Does art imitate life? Only if it's dreadfully boring



A spy novelist once told me the following story. He had just published his first novel - it wasn't terribly successful, but the whole idea of writing and publishing a novel is so improbable that he nevertheless considered himself a serious bigshot, despite having only about $16 in the bank.

The novel didn't sell well. His elegant way of putting it is: "My first book caused me no tax trouble." But the blunt facts were these: it flopped. No one bought it at airport bookstalls. No one ported it to the beach in the summer. No one read it by the pool of swanky resorts. And worse, no one called from Hollywood to turn it into a movie.

Someone, though, must have read it, because a few months after its dismal publication, my friend got a call from a high-ranking person at the Pentagon who claimed to be a big fan. The caller relayed how he had passed it along to colleagues in the US Department of Defense, and they also had read and enjoyed the book. Even further, they would be honoured to host him at a Pentagon luncheon and give him a guided tour of some of the cooler and more top-secret locations.

It is a measure of my friend's relative newness to the business that he didn't instantly complain. "You passed the book around?" he should have asked. "You should have each bought your own copy."

The book, I should mention, was partially set inside the Pentagon - I think the title was something like Five Deadly Rings, or maybe even something sillier. During the call, his Pentagon fan laughed and suggested that some of his facts and details might have been a little bit off. "Come to lunch," he said, "and we'll show you how it really is."

I have yet to hear a credible tale of a writer passing up a free lunch, and my then-impoverished friend was no exception. On the appointed day, he appeared at the front gate to the world's most forbidding building, was buzzed in by security, led through anonymous hallways, and escorted to a drab and sparsely furnished room where he sat, alone, for several minutes.

"You'll get lunch in a little while," he was told by a distinctly unfriendly man who joined him. It wasn't the man who had invited him to lunch - he was not to be seen, and my friend's questions were met with vague and evasive non-answers. Two more people joined them, took their seats on metal chairs opposite the now-terrified novelist and the interrogation began.

→ **TASK LIST**
**a.** Lay out as a numbered list the lines of the listing from its start up to and including the line with "[1223, 893]", leaving out blank lines and pictures.
**b.** Proceed with the story of the spy novelist's Pentagon lunch, picking up right after its last sentence.

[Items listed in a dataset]
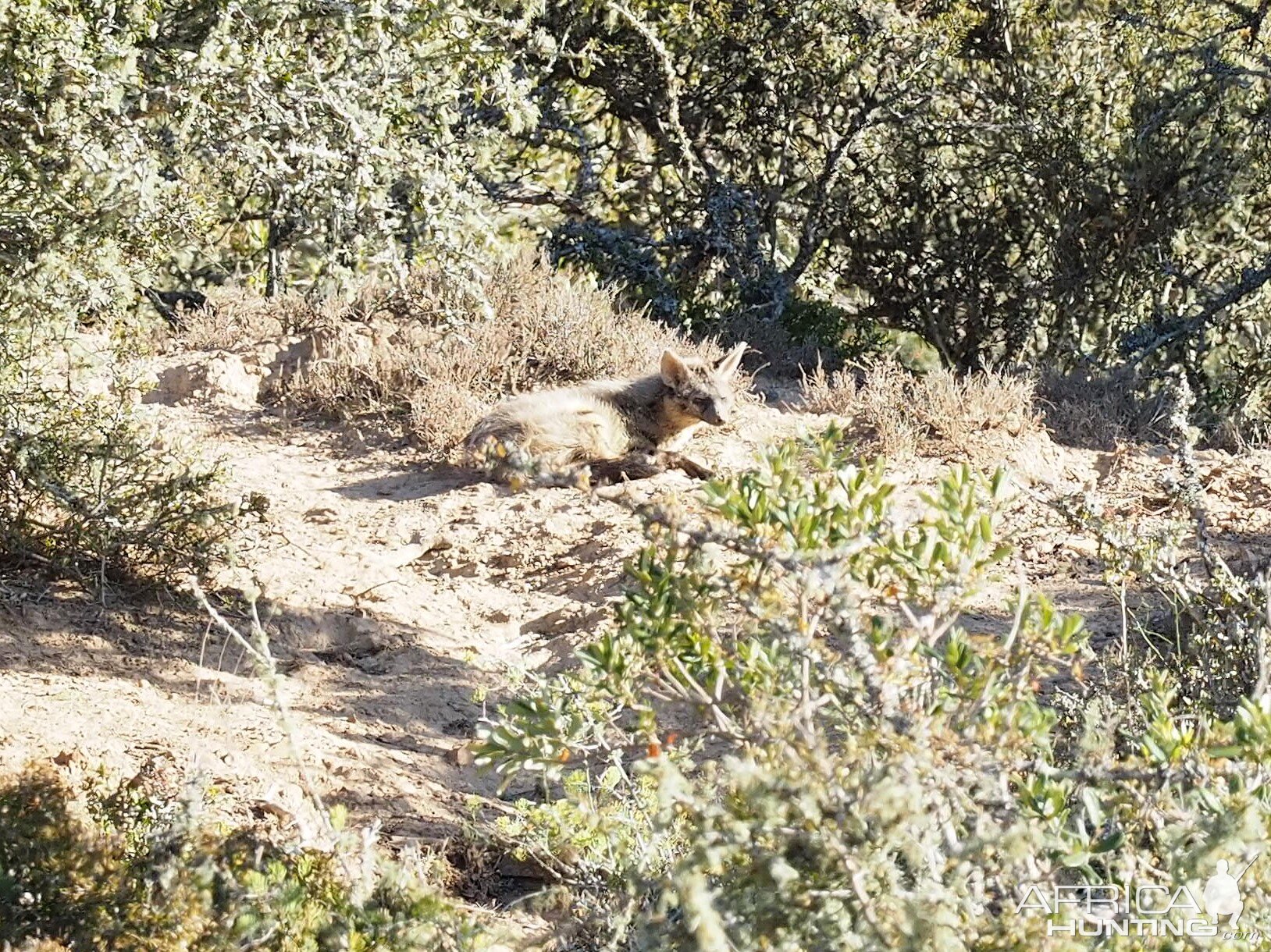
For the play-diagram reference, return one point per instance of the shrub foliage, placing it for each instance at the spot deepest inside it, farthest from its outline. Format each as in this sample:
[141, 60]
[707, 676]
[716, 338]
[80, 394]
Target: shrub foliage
[144, 875]
[843, 755]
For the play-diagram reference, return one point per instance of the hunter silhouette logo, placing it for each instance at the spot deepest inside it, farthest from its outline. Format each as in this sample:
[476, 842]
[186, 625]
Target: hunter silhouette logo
[1223, 893]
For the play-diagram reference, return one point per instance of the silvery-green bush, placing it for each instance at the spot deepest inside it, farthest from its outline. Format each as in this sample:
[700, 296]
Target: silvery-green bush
[799, 736]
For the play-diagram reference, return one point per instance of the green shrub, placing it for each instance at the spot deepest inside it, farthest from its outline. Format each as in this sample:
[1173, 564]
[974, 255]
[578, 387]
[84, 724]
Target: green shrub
[145, 876]
[92, 493]
[847, 758]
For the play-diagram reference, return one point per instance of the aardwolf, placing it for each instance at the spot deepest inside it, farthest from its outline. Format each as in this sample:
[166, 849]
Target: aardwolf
[619, 428]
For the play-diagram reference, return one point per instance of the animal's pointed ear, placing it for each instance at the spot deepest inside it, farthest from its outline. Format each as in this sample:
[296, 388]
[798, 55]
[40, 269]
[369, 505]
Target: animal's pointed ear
[675, 371]
[730, 364]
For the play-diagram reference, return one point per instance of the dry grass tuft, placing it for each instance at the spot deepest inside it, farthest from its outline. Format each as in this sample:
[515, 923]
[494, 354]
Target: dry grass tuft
[400, 355]
[903, 412]
[1097, 412]
[235, 315]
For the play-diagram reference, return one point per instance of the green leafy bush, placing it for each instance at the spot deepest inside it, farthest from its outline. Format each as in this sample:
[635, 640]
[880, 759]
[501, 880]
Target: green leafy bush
[145, 876]
[847, 756]
[91, 489]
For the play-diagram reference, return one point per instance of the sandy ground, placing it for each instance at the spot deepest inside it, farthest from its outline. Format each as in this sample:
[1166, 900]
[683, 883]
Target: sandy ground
[403, 600]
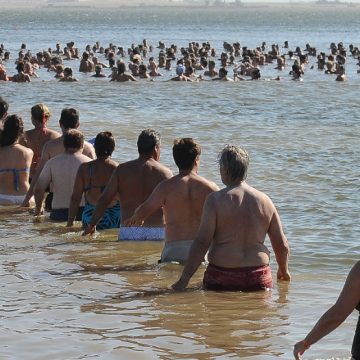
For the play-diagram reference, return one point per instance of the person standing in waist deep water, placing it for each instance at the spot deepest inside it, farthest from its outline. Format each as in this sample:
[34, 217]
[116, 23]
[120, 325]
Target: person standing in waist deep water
[60, 172]
[234, 225]
[182, 199]
[348, 300]
[133, 181]
[69, 119]
[91, 180]
[15, 161]
[36, 138]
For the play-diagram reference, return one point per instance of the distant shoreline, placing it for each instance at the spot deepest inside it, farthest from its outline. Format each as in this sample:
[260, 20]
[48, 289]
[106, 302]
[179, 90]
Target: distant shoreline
[109, 4]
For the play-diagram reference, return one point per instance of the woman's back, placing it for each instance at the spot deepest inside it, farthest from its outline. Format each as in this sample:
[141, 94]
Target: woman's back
[15, 161]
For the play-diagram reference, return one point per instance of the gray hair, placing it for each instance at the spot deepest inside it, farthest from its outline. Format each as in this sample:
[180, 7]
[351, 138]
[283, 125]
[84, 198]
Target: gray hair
[235, 161]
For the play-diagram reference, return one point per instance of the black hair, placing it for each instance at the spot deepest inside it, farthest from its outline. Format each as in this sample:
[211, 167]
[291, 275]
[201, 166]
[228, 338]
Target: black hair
[147, 141]
[104, 144]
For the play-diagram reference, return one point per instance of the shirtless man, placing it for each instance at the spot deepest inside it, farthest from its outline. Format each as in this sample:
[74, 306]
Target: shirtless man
[180, 69]
[134, 181]
[53, 173]
[4, 107]
[86, 65]
[234, 225]
[69, 119]
[182, 198]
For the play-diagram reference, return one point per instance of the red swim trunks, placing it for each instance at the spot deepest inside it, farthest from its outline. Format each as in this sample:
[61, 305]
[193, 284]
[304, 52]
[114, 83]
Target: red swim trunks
[237, 279]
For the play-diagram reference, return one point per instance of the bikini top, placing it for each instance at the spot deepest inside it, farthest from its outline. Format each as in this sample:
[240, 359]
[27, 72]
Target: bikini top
[16, 175]
[90, 185]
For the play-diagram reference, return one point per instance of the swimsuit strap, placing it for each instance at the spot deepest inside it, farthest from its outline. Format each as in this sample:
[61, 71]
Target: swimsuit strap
[16, 175]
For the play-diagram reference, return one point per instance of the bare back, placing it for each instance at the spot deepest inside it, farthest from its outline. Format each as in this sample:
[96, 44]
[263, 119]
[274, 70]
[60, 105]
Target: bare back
[35, 139]
[184, 197]
[94, 177]
[243, 216]
[136, 181]
[15, 163]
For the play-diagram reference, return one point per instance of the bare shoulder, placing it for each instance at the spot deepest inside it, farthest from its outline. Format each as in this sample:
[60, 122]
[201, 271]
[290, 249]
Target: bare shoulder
[355, 273]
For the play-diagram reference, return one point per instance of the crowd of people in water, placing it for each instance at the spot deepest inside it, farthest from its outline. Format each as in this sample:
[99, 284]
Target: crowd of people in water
[196, 62]
[74, 180]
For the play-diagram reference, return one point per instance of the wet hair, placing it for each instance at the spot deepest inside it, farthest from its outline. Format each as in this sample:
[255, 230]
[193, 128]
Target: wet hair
[235, 161]
[121, 67]
[69, 118]
[20, 66]
[73, 139]
[147, 141]
[185, 152]
[13, 128]
[4, 107]
[104, 144]
[40, 113]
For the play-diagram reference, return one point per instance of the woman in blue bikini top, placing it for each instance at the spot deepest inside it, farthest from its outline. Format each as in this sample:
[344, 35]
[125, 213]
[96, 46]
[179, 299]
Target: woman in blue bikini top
[15, 161]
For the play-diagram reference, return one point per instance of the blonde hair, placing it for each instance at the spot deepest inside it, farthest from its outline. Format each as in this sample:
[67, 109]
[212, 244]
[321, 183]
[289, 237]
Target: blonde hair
[40, 113]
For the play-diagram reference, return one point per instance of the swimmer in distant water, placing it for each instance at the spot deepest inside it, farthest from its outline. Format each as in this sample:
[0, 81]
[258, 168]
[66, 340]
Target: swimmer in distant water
[341, 74]
[21, 76]
[91, 180]
[223, 75]
[133, 182]
[68, 75]
[36, 138]
[86, 65]
[348, 300]
[182, 199]
[180, 74]
[98, 72]
[234, 224]
[15, 161]
[121, 75]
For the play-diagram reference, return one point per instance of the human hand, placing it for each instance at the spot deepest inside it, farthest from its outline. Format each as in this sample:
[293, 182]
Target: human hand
[300, 348]
[89, 230]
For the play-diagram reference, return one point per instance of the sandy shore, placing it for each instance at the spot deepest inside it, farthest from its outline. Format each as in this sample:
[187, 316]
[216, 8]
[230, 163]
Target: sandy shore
[19, 4]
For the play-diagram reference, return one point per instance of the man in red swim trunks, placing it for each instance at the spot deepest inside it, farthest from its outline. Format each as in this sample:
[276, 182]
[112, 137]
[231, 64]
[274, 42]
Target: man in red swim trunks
[234, 225]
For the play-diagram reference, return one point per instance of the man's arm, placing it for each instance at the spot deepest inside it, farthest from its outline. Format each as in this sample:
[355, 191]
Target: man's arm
[104, 200]
[331, 319]
[201, 243]
[44, 158]
[280, 246]
[149, 206]
[76, 196]
[40, 187]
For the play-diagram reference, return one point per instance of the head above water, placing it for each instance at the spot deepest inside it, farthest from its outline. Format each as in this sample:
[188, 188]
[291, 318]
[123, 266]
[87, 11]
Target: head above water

→ **ANSWERS TO THE PROBLEMS**
**a.**
1. For the play-diagram reference, return one point per instance of the shrub foliage, placing it for each instance at the spot deepest inside it, farthest from its outline. Format each as in this sample:
2. [141, 60]
3. [707, 676]
4. [716, 338]
5. [80, 394]
6. Target: shrub foliage
7. [144, 875]
8. [843, 755]
9. For the play-diagram reference, return one point per instance of the hunter silhouette logo, placing it for each instance at the spot deepest inside it, farthest from its outline. Format each as in this sample:
10. [476, 842]
11. [186, 625]
12. Target: hunter silhouette logo
13. [1223, 893]

**b.**
Because, apparently, the truth was that none of my friend's facts were off. His facts were eerily factual, and his details were alarmingly detailed. He had described spy missions and military initiatives with such accuracy and confidence that a team of counter-intelligence specialists had been assigned to the case.

My almost-failed spy novelist friend had been summoned to the Pentagon to explain how on Earth he had broken the code of secrecy. His three interrogators wouldn't relent - and wouldn't let him leave the building - until he had recreated his research process.

It was a thorny problem for my friend, because he hadn't bothered to do any research at all. He had made up almost every scene, character and event in the novel, and hadn't even mustered the energy to get the correct address of the Pentagon. And yet somehow, his slapdash first attempt was uncannily on the mark.

It wasn't until he had convinced his interrogators that he really was as lazy as he said he was that they let him go. He was given a package of stale crackers from a vending machine - "Here. Lunch is on us." - and escorted out of the building.

"That was the last time," he said, "that I ever tried to write a spy novel without doing extensive research."

Why? I asked. He had managed to conjecture his way into a highly realistic and all-too-believable novel. Why start researching now?

"Because," he told me, "I don't want my books to be accurate. I want them to be entertaining. I want them to sell. What I realised about my first book was that it failed because it was so lifelike. Real life is boring. I don't want to be factual. I want to be rich."

So he researches his books now to make sure that they're in no way truthful, which is the best way to make sure they're interesting. It sounds crazy, I know, but it's important to note that he told me this story years later as we were sitting by his pool, at his beachside villa in Malibu. Realism, I guess, doesn't pay.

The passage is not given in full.